**Assignment 1**
In the Luke Carty article, on what date do the USA play England at Twickenham?
**Assignment 2**
From the Luke Carty article, extract the part that opens with the words containing "He still follows" and closes with "Sligo in Kiltoom.".
**Assignment 3**
In the Luke Carty article, rewrite the paragraph beginning "Carty is eligible to play with the USA" as a short list that keeps its main facts.

**Passage to read**
By Ian Cooney
Former Roscommon minor footballer Luke Carty has been picked in USA Rugby’s 30-man squad for next month’s July tests against England and Ireland.
Gary Gold’s side play England in Twickenham on Sunday, July 4th, before travelling to Dublin to play Ireland at the Aviva Stadium six days later. Carty’s inclusion means that he could win his first cap against his native country.
The Barrymore native currently plies his trade with Major League Rugby outfit LA Giltinis and is one of ten uncapped players in the US squad for next month’s tests.
Carty is eligible to play with the USA through his grandmother (his father Ted’s mother) who was born in New York before coming back to Ireland. Family is important to the 23-year-old. His brother Jack is the current Connacht out-half, having gone to the World Cup with Ireland in 2019. Another brother, Ben, made it to the Connacht sub-Academy.
Just like his older brother, Luke made a name for himself with Roscommon underage teams. He fondly recalls his time in St. Brigid’s where the Lennon brothers — Brian and Tom — among others encouraged him before he burst onto the intercounty scene in 2014 under minor manager Fergal O’Donnell.
A 2-16 to 0-14 defeat against Mayo in Connacht final was followed by a narrow 0-10 to 1-5 loss in the All-Ireland quarter-final in Markievicz Park against a highly-rated Donegal team, managed by the county’s current senior boss Declan Bonner, that would go on and reach the All-Ireland final. Yet, Roscommon almost staged a shock with Evan McGrath coming within inches of grabbing a winning goal in injury time.
He still follows the fortunes of all Roscommon and St. Brigid’s teams, particularly at senior level where Brian Stack, who soldiered alongside him at minor level seven years ago, is one of his best friends.
“I really loved it. Myself, Jack and Ben — we gave everything a crack. We got close to Mayo in the Connacht final (in 2014) before they got a goal to set them on their way. I remember we nearly won the game up in Sligo (against Donegal),” he told the Roscommon Herald last week.
Ankle surgery the following year curtailed his involvement when Jimmy Gacquin was manager as Roscommon were knocked out of the provincial championship by Sligo in Kiltoom.
“I came back three or four weeks before the first round of the championship. I came on against Sligo after ten minutes and was black carded 30 seconds later, and that was the end of my Roscommon career,” he laughed.
In February 2020, he was told by Connacht that he wasn’t part of their future plans, but Head Coach Andy Friend sounded out an Australian friend, Darren Coleman, who was involved with Sydney-based outfit Gordon Rugby.
“I was all set for Australia and then Covid put an end to it. At that stage, I just decided that I’d do a Masters in UCD and play rugby with Buccaneers. I wasn’t really going chasing it anymore. But then, during lockdown, I had a little more time to think about things and I wasn’t content,” he admitted.
Carty got in touch with agent Keith Matthews who cast out the net in search for offers, and then the phone call came.
“I was at home during lockdown, not doing much. I was up watching a movie with my brother and the phone started ringing. It was an Australian number. It was Darren Coleman. He had just accepted the head coach job with LA Giltinis, and he wanted me to join. It was all done in a couple of days.”

**Records from a data collection**

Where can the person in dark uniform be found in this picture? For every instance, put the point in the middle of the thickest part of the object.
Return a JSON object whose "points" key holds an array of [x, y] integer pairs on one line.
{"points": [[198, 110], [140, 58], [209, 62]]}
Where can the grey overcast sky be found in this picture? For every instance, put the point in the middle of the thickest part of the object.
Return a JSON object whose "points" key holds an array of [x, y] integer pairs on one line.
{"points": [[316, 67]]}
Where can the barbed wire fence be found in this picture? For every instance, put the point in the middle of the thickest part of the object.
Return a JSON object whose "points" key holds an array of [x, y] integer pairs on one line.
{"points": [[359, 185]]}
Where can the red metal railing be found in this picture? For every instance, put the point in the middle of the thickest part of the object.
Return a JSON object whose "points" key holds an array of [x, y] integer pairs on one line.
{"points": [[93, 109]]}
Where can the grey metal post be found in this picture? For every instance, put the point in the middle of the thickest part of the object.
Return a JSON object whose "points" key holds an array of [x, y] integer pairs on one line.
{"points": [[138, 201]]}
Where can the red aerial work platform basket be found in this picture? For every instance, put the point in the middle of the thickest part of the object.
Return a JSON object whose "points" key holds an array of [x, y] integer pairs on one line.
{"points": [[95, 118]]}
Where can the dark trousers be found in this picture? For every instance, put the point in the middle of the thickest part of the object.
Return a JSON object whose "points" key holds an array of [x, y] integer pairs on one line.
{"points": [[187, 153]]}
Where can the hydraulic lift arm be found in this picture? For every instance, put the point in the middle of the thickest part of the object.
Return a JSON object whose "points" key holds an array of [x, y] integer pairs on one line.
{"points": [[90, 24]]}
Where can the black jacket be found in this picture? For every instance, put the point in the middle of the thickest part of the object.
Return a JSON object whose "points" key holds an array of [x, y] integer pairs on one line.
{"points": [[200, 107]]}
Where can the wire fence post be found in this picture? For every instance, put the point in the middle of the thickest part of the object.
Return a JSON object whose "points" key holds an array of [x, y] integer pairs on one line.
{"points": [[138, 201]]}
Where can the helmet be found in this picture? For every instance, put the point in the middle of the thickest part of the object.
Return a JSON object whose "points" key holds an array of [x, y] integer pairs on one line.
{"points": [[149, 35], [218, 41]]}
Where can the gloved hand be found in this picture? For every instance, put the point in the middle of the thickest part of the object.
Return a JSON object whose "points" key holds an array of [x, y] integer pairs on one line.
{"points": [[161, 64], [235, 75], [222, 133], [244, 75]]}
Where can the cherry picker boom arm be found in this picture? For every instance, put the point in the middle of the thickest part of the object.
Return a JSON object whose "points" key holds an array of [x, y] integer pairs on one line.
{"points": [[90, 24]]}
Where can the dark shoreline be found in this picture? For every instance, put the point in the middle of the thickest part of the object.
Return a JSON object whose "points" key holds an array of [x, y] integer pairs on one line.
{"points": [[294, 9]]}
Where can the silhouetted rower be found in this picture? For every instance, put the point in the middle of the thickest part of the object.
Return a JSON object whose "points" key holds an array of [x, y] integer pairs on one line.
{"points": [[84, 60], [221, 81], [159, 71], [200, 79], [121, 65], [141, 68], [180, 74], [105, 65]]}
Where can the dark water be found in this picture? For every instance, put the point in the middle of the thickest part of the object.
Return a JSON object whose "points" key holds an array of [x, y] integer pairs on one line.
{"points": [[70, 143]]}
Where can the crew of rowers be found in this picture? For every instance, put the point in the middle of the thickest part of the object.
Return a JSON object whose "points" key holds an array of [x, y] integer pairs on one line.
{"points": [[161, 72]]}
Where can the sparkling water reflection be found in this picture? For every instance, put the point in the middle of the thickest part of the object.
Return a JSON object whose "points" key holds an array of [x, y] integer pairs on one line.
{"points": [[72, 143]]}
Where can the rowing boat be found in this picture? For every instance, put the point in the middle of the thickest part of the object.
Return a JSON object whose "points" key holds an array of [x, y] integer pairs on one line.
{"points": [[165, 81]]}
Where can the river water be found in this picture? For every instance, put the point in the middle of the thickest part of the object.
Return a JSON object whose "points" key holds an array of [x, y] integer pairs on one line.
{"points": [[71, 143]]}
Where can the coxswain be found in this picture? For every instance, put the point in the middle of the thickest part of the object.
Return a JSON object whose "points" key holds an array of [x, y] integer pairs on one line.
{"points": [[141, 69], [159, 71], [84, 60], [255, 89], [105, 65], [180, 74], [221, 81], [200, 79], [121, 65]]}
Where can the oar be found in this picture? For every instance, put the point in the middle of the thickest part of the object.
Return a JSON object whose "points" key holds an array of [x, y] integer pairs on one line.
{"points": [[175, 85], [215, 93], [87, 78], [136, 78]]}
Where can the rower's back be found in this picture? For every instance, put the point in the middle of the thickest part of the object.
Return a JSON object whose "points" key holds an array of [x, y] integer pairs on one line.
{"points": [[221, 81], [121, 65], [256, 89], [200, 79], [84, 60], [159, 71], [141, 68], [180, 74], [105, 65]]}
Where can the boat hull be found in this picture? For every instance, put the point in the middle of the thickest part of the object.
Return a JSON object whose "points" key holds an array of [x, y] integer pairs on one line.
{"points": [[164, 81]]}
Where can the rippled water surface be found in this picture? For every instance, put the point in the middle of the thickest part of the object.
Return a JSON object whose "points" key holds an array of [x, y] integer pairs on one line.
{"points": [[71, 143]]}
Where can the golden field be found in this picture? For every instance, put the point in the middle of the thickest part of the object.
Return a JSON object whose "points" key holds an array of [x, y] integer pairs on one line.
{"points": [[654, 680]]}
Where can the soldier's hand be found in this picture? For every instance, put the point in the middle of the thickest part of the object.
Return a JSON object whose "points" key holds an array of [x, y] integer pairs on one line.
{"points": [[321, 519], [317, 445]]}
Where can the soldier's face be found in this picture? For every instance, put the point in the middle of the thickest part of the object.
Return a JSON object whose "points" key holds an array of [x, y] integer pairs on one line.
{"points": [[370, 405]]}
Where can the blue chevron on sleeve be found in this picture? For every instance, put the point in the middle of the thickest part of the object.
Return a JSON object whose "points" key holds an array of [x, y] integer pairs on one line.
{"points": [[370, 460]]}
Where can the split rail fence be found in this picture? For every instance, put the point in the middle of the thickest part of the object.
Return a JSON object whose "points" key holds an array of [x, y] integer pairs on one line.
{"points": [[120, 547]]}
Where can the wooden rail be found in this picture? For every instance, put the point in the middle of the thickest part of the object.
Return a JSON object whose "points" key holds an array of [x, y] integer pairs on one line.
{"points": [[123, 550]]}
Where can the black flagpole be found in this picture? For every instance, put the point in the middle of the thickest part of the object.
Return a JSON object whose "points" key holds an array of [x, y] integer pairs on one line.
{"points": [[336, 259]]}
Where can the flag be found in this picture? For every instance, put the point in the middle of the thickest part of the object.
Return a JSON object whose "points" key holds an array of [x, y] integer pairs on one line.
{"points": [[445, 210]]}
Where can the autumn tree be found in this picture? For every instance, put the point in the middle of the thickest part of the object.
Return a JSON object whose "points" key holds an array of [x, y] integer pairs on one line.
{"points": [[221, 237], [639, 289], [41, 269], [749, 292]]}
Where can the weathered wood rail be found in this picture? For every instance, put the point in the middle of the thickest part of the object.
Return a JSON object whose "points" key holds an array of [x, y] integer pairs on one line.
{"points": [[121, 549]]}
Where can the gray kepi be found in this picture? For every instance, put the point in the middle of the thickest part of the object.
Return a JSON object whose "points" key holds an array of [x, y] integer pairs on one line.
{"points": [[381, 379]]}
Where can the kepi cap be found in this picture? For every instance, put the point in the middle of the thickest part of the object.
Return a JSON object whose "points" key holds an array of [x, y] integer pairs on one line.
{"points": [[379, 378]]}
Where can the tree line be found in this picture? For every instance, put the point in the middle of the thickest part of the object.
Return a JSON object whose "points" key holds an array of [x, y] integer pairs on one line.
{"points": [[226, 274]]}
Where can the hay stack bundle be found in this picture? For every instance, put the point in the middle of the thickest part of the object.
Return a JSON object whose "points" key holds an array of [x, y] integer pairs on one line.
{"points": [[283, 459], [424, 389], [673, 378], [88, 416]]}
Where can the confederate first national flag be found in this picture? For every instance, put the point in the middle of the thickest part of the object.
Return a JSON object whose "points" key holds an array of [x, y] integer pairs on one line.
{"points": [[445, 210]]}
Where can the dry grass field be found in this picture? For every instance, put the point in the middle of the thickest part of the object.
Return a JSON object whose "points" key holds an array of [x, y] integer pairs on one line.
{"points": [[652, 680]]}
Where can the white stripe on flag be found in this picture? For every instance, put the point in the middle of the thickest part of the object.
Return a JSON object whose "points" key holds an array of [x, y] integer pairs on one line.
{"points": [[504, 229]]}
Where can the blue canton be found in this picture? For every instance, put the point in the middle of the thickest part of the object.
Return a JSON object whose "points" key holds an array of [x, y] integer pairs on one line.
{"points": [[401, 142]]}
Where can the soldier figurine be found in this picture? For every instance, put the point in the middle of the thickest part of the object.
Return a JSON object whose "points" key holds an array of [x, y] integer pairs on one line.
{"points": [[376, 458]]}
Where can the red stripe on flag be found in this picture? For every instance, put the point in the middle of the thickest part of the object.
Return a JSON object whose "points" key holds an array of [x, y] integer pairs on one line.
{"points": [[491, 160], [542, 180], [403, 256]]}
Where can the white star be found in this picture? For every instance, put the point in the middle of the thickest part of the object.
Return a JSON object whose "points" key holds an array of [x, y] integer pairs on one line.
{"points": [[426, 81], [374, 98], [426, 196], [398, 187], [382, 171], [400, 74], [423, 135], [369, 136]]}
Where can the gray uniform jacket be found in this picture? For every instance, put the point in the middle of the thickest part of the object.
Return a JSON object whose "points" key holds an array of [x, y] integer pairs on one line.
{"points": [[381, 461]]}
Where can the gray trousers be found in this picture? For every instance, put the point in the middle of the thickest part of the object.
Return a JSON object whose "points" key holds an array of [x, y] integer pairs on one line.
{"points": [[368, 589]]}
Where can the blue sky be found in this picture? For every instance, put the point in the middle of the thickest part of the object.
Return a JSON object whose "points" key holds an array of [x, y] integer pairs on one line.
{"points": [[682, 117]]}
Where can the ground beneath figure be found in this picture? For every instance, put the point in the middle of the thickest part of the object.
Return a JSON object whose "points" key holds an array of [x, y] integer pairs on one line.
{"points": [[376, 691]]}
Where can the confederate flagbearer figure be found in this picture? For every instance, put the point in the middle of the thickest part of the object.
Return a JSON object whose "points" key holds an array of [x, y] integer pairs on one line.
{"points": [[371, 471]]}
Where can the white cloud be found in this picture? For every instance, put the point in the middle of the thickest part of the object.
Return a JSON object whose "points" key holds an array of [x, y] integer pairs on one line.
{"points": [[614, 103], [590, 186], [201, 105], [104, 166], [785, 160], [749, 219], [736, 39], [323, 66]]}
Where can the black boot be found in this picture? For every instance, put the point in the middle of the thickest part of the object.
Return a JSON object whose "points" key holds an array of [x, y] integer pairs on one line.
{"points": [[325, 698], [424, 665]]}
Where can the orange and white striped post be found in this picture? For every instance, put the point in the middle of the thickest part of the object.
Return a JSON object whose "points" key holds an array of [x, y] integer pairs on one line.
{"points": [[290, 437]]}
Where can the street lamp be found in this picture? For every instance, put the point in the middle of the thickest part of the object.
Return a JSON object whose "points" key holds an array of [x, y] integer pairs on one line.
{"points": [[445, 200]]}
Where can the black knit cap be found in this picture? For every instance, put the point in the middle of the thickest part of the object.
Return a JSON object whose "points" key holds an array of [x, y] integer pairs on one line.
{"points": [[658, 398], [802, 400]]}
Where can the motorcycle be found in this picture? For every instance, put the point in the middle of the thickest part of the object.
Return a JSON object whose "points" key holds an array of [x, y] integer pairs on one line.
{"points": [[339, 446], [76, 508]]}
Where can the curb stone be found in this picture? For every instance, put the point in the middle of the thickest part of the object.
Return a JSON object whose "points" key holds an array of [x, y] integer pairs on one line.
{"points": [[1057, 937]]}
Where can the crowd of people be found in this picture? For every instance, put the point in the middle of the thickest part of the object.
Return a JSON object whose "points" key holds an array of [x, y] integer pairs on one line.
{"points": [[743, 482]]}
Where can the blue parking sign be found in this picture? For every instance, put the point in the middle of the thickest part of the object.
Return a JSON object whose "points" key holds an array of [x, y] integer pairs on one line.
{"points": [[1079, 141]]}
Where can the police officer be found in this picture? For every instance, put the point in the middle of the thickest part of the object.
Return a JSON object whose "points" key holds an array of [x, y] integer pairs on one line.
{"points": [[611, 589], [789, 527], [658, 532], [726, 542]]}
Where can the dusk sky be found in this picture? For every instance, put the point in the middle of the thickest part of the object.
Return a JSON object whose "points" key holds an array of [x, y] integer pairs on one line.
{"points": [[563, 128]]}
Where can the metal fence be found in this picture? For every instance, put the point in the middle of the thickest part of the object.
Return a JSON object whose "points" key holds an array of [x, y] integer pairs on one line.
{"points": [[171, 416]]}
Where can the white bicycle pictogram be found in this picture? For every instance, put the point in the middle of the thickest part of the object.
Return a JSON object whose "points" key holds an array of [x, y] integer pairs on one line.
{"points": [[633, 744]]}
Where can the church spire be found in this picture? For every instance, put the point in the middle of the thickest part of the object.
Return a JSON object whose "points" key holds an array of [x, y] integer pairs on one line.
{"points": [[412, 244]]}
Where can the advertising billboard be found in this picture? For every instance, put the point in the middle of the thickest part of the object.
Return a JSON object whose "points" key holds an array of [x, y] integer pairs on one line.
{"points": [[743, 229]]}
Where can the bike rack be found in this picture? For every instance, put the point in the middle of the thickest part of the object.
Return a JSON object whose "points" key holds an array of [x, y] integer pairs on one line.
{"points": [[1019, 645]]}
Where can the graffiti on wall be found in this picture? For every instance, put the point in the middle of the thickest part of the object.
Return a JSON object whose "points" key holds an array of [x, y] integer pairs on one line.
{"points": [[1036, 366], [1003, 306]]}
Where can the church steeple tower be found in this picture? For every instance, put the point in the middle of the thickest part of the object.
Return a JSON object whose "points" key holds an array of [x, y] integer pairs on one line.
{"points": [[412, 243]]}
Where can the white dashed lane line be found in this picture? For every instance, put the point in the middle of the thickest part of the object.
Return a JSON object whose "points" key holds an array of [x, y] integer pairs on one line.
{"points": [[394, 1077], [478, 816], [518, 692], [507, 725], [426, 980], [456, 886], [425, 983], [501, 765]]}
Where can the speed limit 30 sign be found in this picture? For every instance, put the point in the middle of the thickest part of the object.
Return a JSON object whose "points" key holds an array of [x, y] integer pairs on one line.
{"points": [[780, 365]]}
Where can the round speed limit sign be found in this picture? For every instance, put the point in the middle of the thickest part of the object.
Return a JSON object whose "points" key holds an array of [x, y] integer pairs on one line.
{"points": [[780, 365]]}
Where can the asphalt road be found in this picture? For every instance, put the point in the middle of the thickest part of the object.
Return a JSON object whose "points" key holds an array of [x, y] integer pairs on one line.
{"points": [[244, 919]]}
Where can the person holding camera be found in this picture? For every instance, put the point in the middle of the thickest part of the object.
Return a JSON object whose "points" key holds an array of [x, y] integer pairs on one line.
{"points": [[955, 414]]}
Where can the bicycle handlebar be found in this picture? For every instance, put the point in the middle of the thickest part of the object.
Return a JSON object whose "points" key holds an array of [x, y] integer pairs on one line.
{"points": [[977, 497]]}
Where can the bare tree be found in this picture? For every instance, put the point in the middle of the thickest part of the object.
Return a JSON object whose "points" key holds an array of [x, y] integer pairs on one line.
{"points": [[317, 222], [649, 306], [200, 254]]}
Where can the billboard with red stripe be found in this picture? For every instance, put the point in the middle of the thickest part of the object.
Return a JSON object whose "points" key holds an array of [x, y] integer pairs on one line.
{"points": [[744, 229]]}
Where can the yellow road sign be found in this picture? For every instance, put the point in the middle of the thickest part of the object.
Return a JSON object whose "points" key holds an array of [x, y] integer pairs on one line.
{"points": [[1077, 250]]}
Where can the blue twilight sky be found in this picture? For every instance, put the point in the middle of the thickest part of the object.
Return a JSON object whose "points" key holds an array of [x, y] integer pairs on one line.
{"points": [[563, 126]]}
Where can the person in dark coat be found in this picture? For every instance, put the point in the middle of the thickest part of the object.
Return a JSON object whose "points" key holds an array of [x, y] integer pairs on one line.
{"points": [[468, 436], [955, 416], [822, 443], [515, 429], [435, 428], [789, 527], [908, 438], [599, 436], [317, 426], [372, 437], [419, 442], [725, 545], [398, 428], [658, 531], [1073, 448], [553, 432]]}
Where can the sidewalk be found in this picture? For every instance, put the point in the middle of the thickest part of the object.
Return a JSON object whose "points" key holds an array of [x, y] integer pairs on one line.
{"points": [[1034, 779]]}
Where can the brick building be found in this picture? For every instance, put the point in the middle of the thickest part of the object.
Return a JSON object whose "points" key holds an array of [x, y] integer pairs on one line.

**Result 1**
Sunday, July 4th.

**Result 2**
He still follows the fortunes of all Roscommon and St. Brigid’s teams, particularly at senior level where Brian Stack, who soldiered alongside him at minor level seven years ago, is one of his best friends.
“I really loved it. Myself, Jack and Ben — we gave everything a crack. We got close to Mayo in the Connacht final (in 2014) before they got a goal to set them on their way. I remember we nearly won the game up in Sligo (against Donegal),” he told the Roscommon Herald last week.
Ankle surgery the following year curtailed his involvement when Jimmy Gacquin was manager as Roscommon were knocked out of the provincial championship by Sligo in Kiltoom.

**Result 3**
- Carty is eligible for the USA through his grandmother (his father Ted's mother), who was born in New York before coming back to Ireland.
- Family is important to the 23-year-old.
- His brother Jack is the current Connacht out-half and went to the World Cup with Ireland in 2019.
- Another brother, Ben, made it to the Connacht sub-Academy.